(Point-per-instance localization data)
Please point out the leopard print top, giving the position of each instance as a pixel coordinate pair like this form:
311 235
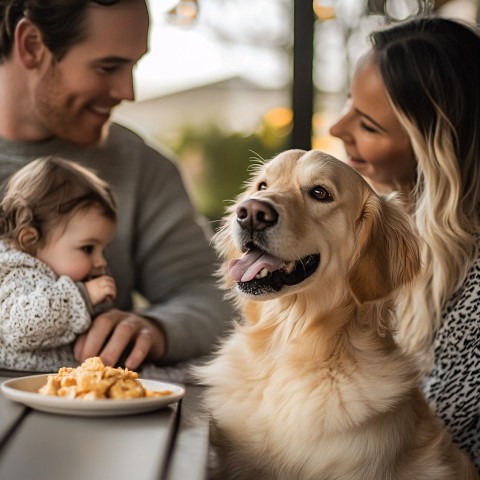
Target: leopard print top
453 386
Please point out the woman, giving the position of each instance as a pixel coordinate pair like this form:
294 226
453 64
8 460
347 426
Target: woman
413 125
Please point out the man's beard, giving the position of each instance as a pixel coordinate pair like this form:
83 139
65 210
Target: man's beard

§ Task objective: Images stay out; the entries above are to be printed exactly.

§ Solved exercise:
Please point out the leopard print top, giving the position of each instance as a pixel coordinate pair like this form:
311 235
Target: leopard print top
453 386
Please point out the woman, giving the position of each instance as a pixel coordinate pair like this form:
294 226
453 64
8 460
347 426
Target: woman
413 125
Please point out the man's beard, giving the position of each instance as a pixel coordinate pair like this form:
83 139
65 210
Target: man's beard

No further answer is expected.